_Instructions for the task:_ Rewrite the passage on outdoor painting from "Outdoor painting is" to "to watercolor painting!", putting "workshop" wherever "studio" appears.

_Extract to read:_
Plein air with friends

Moods of Wilder Ranch, by frankeber 2012       

Outdoor painting is definitely one of the pleasures of being an artist! Not many people do it nowadays, the comfort of the studio is just too much to resist. They are missing out!
There is no substitute for the direct interaction between you and the subject matter. Sure, it’s possible to do more elaborate, bigger and more involved work in the studio. But oftentimes it’s the small and spontaneous paintings that people like the most, especially when it comes to watercolor painting!

Unfortunately, going outside and setting up oftentimes comes with adversity. While painting at Davenport, we went to a cliff side (see third image) to get a good view onto the ocean and the Torey pines in the background. We did pass a ‘no trespassing’ sign, clearly there to prevent people from taking a 100ft fall onto the beach below. There was a guy in a fruit stand selling his wares at the side of the road and sure enough, he called us in! Minutes later, one of the two (!) employees of the decommissioned concrete factory came over and wanted us to leave. As it turns out, it is part of their property. It took quite a bit of persuading but eventually, he let us stay for another hour! Talking about pressure to finish your piece!! In the end they were cool, he never came back and we stayed on for much longer.

_Extracted material:_
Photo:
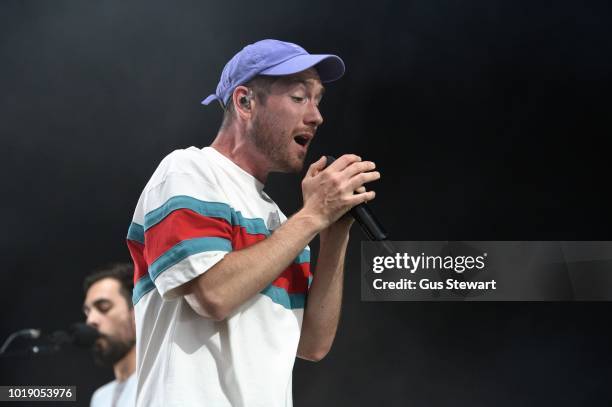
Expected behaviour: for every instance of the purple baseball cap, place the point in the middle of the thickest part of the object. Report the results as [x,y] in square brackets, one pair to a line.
[274,58]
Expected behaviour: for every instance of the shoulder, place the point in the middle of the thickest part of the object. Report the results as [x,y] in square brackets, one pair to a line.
[103,395]
[191,163]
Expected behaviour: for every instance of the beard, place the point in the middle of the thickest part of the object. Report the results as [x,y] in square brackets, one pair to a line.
[113,352]
[272,142]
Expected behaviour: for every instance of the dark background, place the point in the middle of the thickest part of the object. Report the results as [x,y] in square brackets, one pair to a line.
[488,120]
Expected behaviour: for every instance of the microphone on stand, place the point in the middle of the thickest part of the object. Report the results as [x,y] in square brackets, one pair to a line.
[79,334]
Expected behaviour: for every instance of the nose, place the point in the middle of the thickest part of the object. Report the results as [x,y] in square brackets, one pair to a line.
[313,116]
[92,319]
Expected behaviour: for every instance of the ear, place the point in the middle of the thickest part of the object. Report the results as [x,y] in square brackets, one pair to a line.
[243,102]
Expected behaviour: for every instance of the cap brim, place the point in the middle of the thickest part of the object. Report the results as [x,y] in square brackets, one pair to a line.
[209,99]
[329,67]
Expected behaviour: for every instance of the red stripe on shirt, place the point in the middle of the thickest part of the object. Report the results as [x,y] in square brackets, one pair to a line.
[182,224]
[294,279]
[140,265]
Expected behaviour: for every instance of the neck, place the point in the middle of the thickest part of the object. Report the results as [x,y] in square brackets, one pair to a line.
[232,143]
[126,366]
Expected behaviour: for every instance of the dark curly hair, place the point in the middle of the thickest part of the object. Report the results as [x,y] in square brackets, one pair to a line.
[122,272]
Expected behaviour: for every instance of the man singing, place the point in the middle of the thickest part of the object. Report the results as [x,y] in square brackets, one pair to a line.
[224,296]
[108,308]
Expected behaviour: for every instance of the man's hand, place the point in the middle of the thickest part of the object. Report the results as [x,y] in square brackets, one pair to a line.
[331,192]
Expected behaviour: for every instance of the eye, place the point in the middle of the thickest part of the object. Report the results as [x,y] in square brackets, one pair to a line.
[104,308]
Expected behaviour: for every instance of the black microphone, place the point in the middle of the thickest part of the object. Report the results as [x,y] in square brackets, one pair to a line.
[79,334]
[366,219]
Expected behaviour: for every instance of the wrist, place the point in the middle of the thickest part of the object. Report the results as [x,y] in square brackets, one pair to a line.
[310,223]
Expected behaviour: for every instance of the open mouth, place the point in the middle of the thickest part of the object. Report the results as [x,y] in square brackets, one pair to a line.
[302,139]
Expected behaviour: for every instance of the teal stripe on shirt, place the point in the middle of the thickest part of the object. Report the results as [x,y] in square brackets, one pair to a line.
[281,296]
[143,286]
[209,209]
[186,248]
[136,233]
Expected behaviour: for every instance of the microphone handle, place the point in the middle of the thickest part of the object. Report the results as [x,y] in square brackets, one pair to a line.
[364,216]
[368,222]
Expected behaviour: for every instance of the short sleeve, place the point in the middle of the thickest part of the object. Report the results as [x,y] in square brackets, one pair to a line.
[187,230]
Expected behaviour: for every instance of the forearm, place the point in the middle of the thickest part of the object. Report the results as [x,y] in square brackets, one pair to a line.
[322,312]
[244,273]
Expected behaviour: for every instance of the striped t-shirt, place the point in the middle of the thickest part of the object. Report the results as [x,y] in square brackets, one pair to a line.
[197,207]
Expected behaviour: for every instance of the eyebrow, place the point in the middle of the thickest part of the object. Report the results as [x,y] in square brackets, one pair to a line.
[305,83]
[96,304]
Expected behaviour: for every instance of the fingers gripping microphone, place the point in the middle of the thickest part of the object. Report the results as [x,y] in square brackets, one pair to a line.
[365,217]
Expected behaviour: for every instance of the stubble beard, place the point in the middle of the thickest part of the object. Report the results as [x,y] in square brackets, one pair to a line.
[113,351]
[273,142]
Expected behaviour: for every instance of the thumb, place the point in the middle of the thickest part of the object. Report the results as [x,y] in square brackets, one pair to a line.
[317,166]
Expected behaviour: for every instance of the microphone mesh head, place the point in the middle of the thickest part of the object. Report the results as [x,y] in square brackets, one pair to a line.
[83,334]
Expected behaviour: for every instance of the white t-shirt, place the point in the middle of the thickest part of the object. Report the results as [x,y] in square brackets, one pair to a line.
[116,394]
[197,207]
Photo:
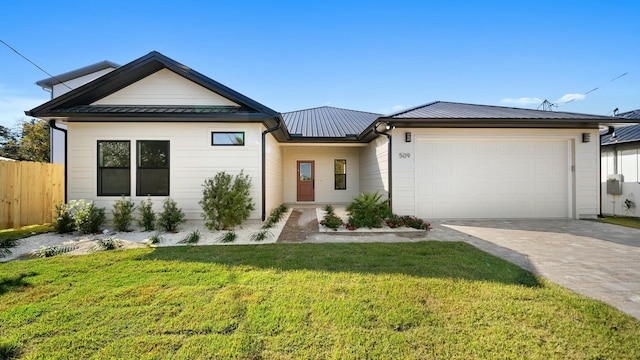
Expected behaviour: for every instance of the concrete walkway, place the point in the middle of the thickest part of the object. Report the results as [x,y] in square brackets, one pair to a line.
[600,261]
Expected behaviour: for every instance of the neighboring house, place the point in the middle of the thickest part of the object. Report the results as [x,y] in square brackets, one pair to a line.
[62,84]
[156,127]
[621,156]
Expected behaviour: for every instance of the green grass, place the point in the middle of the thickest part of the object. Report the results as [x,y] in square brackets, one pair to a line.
[289,301]
[627,221]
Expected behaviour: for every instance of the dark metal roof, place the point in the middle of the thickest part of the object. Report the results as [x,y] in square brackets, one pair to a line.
[50,82]
[75,104]
[327,122]
[623,134]
[633,114]
[452,110]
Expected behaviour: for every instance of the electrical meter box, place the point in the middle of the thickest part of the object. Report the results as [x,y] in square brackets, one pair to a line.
[614,184]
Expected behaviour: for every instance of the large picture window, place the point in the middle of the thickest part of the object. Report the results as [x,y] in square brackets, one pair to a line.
[153,168]
[340,174]
[114,168]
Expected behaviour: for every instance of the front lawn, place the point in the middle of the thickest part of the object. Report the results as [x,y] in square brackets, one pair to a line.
[288,301]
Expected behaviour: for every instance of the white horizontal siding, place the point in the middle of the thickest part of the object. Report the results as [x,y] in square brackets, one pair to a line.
[164,88]
[192,159]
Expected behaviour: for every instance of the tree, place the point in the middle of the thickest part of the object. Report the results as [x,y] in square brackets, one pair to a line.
[29,141]
[34,143]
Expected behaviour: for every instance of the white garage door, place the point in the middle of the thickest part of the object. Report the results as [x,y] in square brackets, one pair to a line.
[489,178]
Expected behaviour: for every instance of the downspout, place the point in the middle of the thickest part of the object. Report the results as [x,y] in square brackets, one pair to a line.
[389,157]
[610,131]
[52,124]
[264,163]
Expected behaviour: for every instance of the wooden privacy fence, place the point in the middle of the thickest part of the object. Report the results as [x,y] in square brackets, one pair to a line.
[29,192]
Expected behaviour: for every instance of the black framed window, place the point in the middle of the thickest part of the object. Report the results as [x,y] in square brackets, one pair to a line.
[153,168]
[340,174]
[114,168]
[219,138]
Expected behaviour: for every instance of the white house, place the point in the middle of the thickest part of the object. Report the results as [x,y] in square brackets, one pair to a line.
[156,127]
[620,169]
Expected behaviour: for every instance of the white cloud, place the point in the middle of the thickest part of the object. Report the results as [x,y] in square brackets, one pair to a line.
[13,105]
[570,97]
[522,101]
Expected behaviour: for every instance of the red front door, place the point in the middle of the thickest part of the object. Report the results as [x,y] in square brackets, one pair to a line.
[306,181]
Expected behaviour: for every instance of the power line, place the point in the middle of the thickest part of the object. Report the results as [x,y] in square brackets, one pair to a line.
[34,64]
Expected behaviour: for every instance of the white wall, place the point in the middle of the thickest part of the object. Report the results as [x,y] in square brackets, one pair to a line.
[324,157]
[164,87]
[625,160]
[192,160]
[274,184]
[585,187]
[374,164]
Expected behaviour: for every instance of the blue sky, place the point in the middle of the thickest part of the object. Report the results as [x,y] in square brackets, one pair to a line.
[377,56]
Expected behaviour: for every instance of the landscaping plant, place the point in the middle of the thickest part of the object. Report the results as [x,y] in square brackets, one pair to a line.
[64,222]
[122,214]
[147,216]
[368,210]
[171,216]
[225,200]
[88,217]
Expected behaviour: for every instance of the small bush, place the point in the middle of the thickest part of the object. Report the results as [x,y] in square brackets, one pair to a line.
[275,217]
[155,239]
[192,238]
[88,217]
[330,220]
[171,216]
[49,251]
[109,243]
[261,235]
[122,214]
[228,237]
[225,200]
[6,244]
[368,210]
[64,221]
[147,216]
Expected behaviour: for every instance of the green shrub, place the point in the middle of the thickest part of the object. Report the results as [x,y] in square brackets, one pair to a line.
[122,214]
[192,238]
[53,250]
[64,222]
[88,217]
[330,219]
[368,210]
[261,235]
[147,216]
[109,243]
[226,201]
[6,244]
[171,216]
[228,237]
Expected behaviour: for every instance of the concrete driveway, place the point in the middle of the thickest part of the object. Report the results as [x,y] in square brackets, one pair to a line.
[598,260]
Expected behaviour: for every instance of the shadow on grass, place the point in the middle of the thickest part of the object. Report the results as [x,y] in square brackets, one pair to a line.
[14,283]
[432,259]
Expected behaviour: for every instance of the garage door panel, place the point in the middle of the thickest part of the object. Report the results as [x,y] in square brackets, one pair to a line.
[492,178]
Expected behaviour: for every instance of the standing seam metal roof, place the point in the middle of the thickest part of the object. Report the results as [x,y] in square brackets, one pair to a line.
[328,121]
[451,110]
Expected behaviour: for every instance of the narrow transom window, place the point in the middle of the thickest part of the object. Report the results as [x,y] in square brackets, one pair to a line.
[340,174]
[227,138]
[153,168]
[114,168]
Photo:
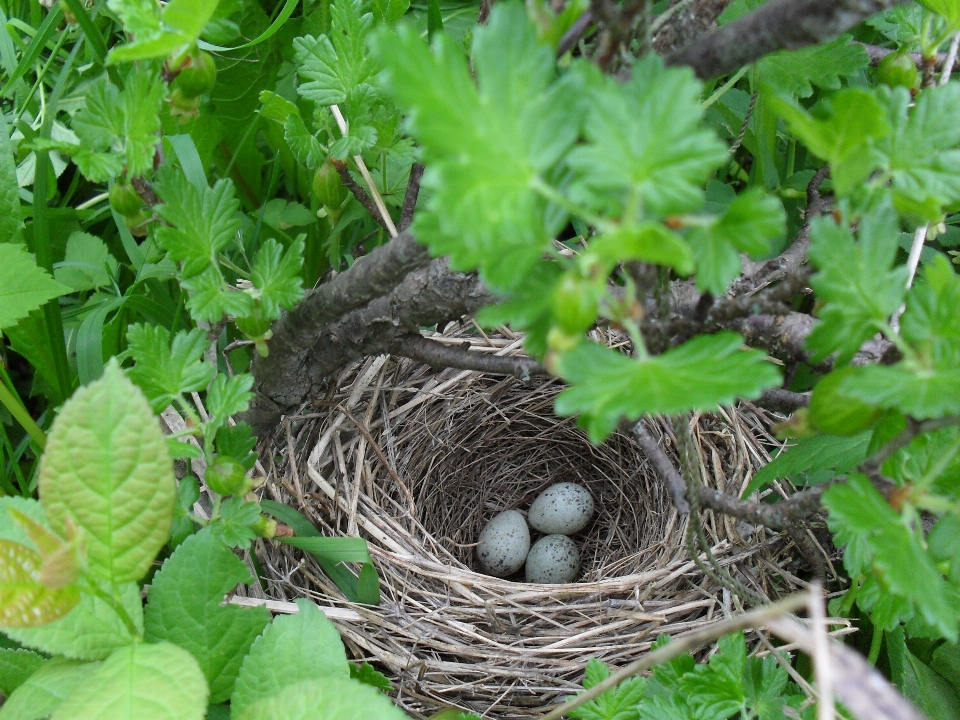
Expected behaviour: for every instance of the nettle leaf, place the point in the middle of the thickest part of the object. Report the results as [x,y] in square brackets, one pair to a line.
[878,543]
[204,221]
[47,688]
[701,374]
[24,286]
[107,469]
[24,600]
[645,137]
[324,699]
[856,281]
[336,63]
[185,608]
[276,276]
[166,370]
[750,225]
[160,681]
[795,72]
[854,120]
[88,263]
[485,147]
[121,124]
[305,646]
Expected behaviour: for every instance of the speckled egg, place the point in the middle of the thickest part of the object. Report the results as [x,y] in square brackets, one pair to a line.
[504,543]
[553,559]
[563,508]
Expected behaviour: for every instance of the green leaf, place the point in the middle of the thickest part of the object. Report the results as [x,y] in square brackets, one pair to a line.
[751,223]
[845,137]
[11,214]
[856,281]
[324,699]
[878,543]
[645,137]
[701,374]
[305,646]
[47,688]
[24,600]
[820,452]
[620,703]
[204,221]
[156,681]
[24,286]
[16,667]
[121,496]
[91,631]
[276,276]
[166,370]
[794,72]
[88,263]
[336,63]
[485,147]
[186,608]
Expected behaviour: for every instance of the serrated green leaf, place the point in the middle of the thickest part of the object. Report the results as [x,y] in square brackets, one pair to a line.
[11,214]
[485,148]
[324,699]
[24,286]
[122,494]
[856,281]
[91,631]
[47,688]
[16,667]
[203,220]
[750,224]
[701,374]
[24,600]
[878,543]
[794,72]
[276,276]
[157,681]
[88,263]
[186,608]
[336,63]
[292,648]
[166,370]
[645,137]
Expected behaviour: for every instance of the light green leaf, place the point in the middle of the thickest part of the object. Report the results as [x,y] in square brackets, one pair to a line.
[46,689]
[88,263]
[24,286]
[324,699]
[186,608]
[166,370]
[91,631]
[16,667]
[107,469]
[305,646]
[24,600]
[335,64]
[155,681]
[11,215]
[701,374]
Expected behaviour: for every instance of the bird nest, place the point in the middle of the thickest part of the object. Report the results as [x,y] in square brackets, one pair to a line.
[417,461]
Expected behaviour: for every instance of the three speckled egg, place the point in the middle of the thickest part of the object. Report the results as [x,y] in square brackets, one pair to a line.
[561,510]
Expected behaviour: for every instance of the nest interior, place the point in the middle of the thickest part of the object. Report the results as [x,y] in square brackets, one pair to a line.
[417,461]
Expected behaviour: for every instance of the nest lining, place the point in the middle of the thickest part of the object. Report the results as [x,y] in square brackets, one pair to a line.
[418,460]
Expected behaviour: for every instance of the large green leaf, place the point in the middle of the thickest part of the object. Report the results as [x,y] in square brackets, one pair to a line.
[107,469]
[305,646]
[324,699]
[186,608]
[24,286]
[156,681]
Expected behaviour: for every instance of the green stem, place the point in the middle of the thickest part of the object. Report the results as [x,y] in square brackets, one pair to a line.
[20,414]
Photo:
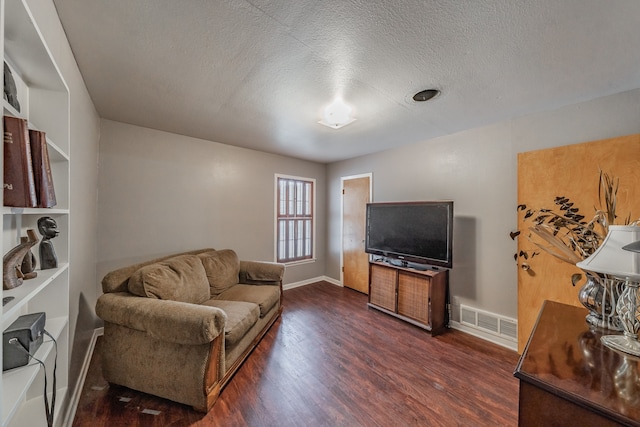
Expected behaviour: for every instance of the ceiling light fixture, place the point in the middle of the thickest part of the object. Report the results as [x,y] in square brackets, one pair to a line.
[337,115]
[425,95]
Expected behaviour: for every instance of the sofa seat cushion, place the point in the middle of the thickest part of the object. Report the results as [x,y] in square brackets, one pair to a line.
[182,278]
[223,269]
[266,296]
[241,316]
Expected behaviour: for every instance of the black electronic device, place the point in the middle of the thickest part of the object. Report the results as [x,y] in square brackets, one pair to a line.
[412,232]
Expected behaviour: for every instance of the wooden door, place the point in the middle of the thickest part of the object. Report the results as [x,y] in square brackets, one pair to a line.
[355,262]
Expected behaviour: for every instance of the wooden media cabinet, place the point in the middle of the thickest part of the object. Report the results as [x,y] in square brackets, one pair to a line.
[415,296]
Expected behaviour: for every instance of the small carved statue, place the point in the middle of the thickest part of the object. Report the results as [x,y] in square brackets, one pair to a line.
[11,274]
[28,265]
[49,229]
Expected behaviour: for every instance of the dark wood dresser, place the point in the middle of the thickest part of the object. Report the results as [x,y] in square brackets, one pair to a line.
[568,377]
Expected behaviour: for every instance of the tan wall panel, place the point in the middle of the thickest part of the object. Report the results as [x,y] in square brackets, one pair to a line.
[571,171]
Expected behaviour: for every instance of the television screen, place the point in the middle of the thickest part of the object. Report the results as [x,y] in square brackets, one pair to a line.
[419,232]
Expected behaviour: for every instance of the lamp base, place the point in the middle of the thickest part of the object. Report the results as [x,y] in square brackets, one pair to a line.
[622,343]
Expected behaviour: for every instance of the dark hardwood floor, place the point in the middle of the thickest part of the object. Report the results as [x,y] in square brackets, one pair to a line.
[331,361]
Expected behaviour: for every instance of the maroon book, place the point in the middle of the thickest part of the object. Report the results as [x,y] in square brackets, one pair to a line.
[19,182]
[45,192]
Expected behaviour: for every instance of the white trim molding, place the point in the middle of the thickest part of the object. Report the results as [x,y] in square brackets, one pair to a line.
[74,399]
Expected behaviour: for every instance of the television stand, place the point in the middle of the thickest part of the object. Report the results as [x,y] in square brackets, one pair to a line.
[417,297]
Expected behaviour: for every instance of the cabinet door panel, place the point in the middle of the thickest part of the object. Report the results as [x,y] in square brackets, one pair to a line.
[382,290]
[413,296]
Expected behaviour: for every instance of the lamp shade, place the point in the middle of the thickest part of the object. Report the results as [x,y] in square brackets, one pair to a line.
[611,259]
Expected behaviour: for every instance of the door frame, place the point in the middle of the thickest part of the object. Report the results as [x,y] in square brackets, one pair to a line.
[342,180]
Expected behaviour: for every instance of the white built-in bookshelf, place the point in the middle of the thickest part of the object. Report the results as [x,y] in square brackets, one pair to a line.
[44,103]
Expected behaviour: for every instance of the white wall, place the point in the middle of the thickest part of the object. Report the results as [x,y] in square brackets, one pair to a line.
[478,170]
[84,179]
[162,193]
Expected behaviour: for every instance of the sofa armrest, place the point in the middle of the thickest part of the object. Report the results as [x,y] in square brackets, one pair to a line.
[261,273]
[166,320]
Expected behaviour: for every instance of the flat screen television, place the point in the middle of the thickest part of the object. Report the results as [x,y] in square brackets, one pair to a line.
[411,232]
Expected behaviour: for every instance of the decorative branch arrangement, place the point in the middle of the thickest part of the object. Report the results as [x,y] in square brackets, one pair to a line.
[564,233]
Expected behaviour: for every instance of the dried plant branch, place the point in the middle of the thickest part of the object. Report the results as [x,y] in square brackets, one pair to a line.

_Solved exercise:_
Outdoor painting is definitely one of the pleasures of being an artist! Not many people do it nowadays, the comfort of the workshop is just too much to resist. They are missing out!
There is no substitute for the direct interaction between you and the subject matter. Sure, it’s possible to do more elaborate, bigger and more involved work in the workshop. But oftentimes it’s the small and spontaneous paintings that people like the most, especially when it comes to watercolor painting!